The following OpenMP 5.2 features are supported:

otherwise clause for metadirective (Fortran only)

Limitations

CCE’s OpenMP implementation has the following limitations:

The device clause is not supported. The other mechanisms for selecting a default device are supported: OMP_DEFAULT_DEVICE and omp_set_default_device.
The only API calls allowed in target regions are: omp_is_initial_device, omp_get_thread_num, omp_get_num_threads, omp_get_team_num, and omp_get_num_teams.
User-defined reductions in Fortran are not supported in target regions or task reductions.
An untied task that starts execution on a thread and suspends will always resume execution on that same thread.
declare simd functions will not vectorize if inlining is disabled or the function definition is not visible at the callsite.
simd loops containing function calls will not vectorize if inlining is disabled or the function definitions are not visible.
The requires directive is parsed, but any clauses that are not yet supported produce compile errors, as allowed by the OpenMP specification. The requires directive clauses dynamic_allocators and reverse_offload currently result in compile time errors.
The loop directive is honored where semantics are observable, but no additional optimization is performed. That is, the loop directive is treated as distribute for bind(teams); do/for for bind(parallel); and simd for bind(thread). For C/C++, the stand-alone loop directive is supported, but it is not supported when expressed as part of a combined or composite construct.
The order(concurrent) clause is accepted, but is not used for additional optimization.
omp_pause_resource and omp_pause_resource_all only cause the CCE offloading runtime library to relinquish GPU memory; no other resources are relinquished.
Several hints are parsed and accepted, but no action is taken: simd nontemporal, atomic hints, nonmonotonic loop scheduling, and the close modifier.
The mutexinoutset and inoutset dependence types are accepted but treated as inout dependence types
The uses_allocators clause is accepted, but its usefulness is limited because CCE does not currently support the OpenMP memory allocation APIs in target regions for non-host devices
The assume and assumes directives are accepted, but they are not currently used for additional optimization
Non-rectangular loop collapse is functionally supported, but the collapse depth may be limited to exclude non-rectangular loops from the collapse group. This may result in partial collapse or no collapse at all (i.e., collapse depth one).
Non-contiguous target update directives are not supported for array slices specified with an array of arbitrary indices, even though this is valid array syntax in Fortran. Non-contiguous updates are supported for normal array slice expressions that specify a lower bound, upper bound, and optional stride.
On non-CPU target (i.e., an NVIDIA or AMD GPU), orphaned workshare constructs and some orphaned API calls (omp_get_thread_num and omp_get_num_thread) are not supported. The code will fail to link.
Concurrent asynchronous map clauses to the same variable are not fully supported and can result in unspecified behavior. Asynchronous map clauses, ones specified on a directive with a nowait clause, are currently implemented with synchronous present table semantics. That is, any implied data transfers are enqueued for asynchronous completion, but reference count updates are applied immediately. Issues only arise when the same variable appears in asynchronous map clauses concurrently and one of the map clauses triggers an allocation or deallocation (i.e., the reference count increases to one or decreases to zero). This implementation also affects the return value for API calls that query the present table, such as omp_is_present. There are no issues with concurrent map clauses on independent variables or concurrent map clauses that are synchronous (i.e., the construct does not have a nowait clause). This issue can be avoided by wrapping asynchronous map clauses with enclosing synchronous data regions, which ensures that all underlying allocations and deallocations will occur synchronously.

▸ Data provided:
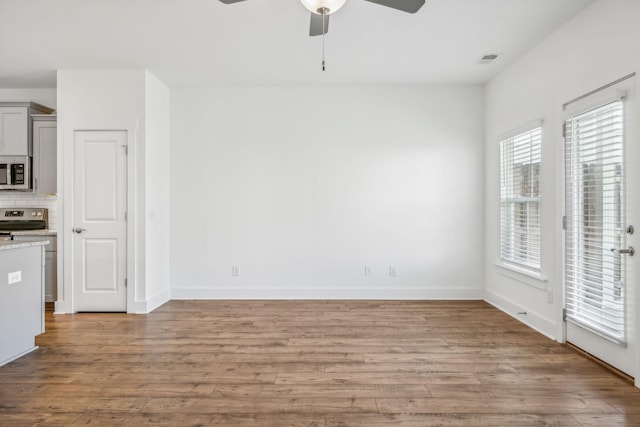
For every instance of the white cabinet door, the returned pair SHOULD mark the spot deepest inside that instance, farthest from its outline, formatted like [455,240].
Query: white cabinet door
[45,155]
[14,131]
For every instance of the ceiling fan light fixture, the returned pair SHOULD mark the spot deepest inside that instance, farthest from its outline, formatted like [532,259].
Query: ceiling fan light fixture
[320,6]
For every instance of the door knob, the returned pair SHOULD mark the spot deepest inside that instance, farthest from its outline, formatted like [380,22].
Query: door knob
[629,251]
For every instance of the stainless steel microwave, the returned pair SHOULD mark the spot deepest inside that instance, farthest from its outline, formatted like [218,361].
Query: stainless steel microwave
[15,173]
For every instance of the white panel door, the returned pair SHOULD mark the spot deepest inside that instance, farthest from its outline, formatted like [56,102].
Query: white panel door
[99,231]
[601,204]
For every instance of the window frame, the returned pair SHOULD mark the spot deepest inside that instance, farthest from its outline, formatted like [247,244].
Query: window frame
[530,264]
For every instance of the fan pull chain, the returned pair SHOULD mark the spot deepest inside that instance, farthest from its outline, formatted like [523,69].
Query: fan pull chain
[323,33]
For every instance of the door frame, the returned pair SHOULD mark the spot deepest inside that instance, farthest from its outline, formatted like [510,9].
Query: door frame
[570,92]
[66,133]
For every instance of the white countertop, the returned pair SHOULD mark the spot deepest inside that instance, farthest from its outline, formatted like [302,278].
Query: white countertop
[35,233]
[10,244]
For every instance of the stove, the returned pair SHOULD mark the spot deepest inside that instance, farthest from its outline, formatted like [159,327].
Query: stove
[21,219]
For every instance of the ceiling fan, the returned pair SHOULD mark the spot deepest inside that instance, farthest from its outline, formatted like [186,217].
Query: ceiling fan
[322,9]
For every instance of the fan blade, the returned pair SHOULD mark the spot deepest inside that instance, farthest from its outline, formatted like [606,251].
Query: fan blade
[411,6]
[315,28]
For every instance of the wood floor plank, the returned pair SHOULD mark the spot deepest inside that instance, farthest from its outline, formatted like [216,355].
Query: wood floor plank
[308,363]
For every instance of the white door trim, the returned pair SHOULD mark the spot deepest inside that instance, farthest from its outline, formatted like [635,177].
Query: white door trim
[66,131]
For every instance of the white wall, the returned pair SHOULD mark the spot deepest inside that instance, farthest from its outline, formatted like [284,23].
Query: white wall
[596,47]
[117,99]
[157,194]
[302,187]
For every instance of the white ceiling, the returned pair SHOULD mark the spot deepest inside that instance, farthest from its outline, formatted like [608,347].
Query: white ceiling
[266,42]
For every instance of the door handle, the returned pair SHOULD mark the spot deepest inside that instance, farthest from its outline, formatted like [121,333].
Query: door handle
[629,251]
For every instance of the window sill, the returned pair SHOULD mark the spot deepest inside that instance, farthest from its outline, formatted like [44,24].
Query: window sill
[537,280]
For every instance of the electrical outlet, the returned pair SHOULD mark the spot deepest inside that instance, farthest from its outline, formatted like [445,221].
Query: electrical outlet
[14,277]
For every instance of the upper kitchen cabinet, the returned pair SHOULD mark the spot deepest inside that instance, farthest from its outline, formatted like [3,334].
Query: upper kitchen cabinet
[15,127]
[45,150]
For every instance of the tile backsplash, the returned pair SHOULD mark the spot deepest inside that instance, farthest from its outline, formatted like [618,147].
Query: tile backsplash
[22,200]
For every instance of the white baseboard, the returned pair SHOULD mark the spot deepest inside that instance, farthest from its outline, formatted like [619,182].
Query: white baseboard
[330,294]
[541,324]
[158,300]
[17,356]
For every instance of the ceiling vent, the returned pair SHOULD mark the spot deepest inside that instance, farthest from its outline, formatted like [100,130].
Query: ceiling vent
[487,59]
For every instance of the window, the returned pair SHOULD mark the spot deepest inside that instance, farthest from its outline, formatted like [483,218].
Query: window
[520,199]
[595,207]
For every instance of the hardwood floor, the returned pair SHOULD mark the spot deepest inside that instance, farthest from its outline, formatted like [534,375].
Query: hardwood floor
[308,363]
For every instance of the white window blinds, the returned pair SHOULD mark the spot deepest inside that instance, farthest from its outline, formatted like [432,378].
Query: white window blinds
[520,157]
[594,208]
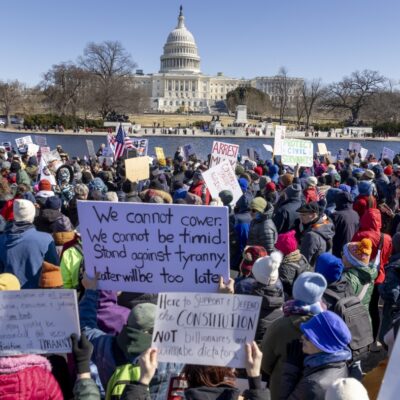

▸ Brief: Reproduce the OpenMP limitations text from the words "The requires directive is" through the words "for additional optimization.", swapping "additional optimization" for "further optimization".

▸ Response:
The requires directive is parsed, but any clauses that are not yet supported produce compile errors, as allowed by the OpenMP specification. The requires directive clauses dynamic_allocators and reverse_offload currently result in compile time errors.
The loop directive is honored where semantics are observable, but no further optimization is performed. That is, the loop directive is treated as distribute for bind(teams); do/for for bind(parallel); and simd for bind(thread). For C/C++, the stand-alone loop directive is supported, but it is not supported when expressed as part of a combined or composite construct.
The order(concurrent) clause is accepted, but is not used for further optimization.